#### RECORDS FOR THIS EXERCISE

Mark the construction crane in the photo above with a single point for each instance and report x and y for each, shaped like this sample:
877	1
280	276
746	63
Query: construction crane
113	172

########

### EXERCISE INSTRUCTIONS
In full and without alteration, copy the entries.

### RESULT
Mark the construction crane in the photo above with a single point for each instance and report x and y for each, shaped like this sample:
877	1
280	276
746	63
Query: construction crane
113	172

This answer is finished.